TEXT PASSAGE:

◆ ◆ ◆ ◆ ◆ ◆ ◆

An Octopus’s Garden

I think an octopus must have moved into our attic because the shoes keep dropping.

When last heard from, things were looking up. I had gone a few nights without venting overnight and we thought the worst was over. That lasted four days.

Now, nothing is staying in my stomach, not even fluids. Everything is venting out. Last night I drank a cup of peppermint tea. 10-15 minutes after I finished the tea, I closed off my vent bag for a miserable hour and a half after taking my meds. It felt like I was wearing a very tight corset, only inside my body. When I finally unclipped, David and I watched, eyes agog, as my vent bag rapidly filled with the tea.

Obviously, hydration is a concern. I get most of my hydration from my enteral feed, but that isn’t quite enough. Sunday night I did my TPN, so that was an extra liter of fluids that carried me through Monday. Yesterday, we went to my PCP’s office and got two liters of fluids infused. Tomorrow, I am getting bloodwork done away from TPN to assess my hydration level and we will go from there.

My GI has ordered a gastric emptying study for me to be done at Stanford. This is different than the Smart Pill test I had done back in June of 2022 that led to my official diagnosis. This will involve me eating a standardized meal of two mildly radioactive eggs and two pieces of toast. Then they check over the course of 4 hours to see what percentage of the radioactive eggs have left the stomach. She didn’t share her rationale for ordering the study nor do we know how long it will take to get me on the schedule. But thanks to Damaris and Drew, we think we may finally have a handle on the insurance hurdles we are likely to face.

However, and this is a huge however, that all depends on the ACA not being dismantled and us being able to retain our health insurance. Things are really scary out there right now.

◆ ◆ ◆ ◆ ◆ ◆ ◆

SUPPLIED RECORDS:
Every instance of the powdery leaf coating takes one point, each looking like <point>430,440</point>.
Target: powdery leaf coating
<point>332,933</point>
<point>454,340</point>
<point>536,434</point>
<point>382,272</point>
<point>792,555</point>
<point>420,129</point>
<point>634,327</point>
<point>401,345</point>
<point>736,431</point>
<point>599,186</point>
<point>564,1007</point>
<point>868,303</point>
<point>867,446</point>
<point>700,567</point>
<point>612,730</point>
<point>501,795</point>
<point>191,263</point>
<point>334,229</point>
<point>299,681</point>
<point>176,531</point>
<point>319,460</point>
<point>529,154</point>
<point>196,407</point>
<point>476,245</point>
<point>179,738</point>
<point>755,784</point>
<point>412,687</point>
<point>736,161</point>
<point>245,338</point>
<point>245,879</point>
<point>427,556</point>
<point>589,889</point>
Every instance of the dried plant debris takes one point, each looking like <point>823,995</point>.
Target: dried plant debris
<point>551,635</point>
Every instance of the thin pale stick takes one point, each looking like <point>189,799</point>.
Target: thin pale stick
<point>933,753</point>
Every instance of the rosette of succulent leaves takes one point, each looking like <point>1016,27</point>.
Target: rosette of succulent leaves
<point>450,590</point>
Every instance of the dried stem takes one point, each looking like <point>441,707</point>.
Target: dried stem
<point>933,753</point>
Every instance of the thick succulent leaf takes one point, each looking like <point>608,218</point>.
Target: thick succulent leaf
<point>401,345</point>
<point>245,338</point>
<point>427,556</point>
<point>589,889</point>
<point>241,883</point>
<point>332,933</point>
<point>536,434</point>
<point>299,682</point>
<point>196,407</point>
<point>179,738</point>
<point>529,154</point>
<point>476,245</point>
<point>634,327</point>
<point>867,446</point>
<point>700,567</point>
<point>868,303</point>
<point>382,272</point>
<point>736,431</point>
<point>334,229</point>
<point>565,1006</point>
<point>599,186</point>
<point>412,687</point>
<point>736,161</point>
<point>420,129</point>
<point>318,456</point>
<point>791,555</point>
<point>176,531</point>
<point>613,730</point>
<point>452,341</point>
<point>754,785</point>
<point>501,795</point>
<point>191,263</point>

◆ ◆ ◆ ◆ ◆ ◆ ◆

Say whether each statement agrees with the post "An Octopus's Garden," answering yes or no and quoting the words from the post that decide it.
1. The peppermint tea drained into the vent bag.
2. The gastric emptying study is the same test as the Smart Pill test from June 2022.
3. One liter of fluids was infused at the PCP's office.
Answer from the post alone, not from the data.

1. Yes: "my vent bag rapidly filled with the tea."
2. No: "This is different than the Smart Pill test I had done back in June of 2022"
3. No: "got two liters of fluids infused."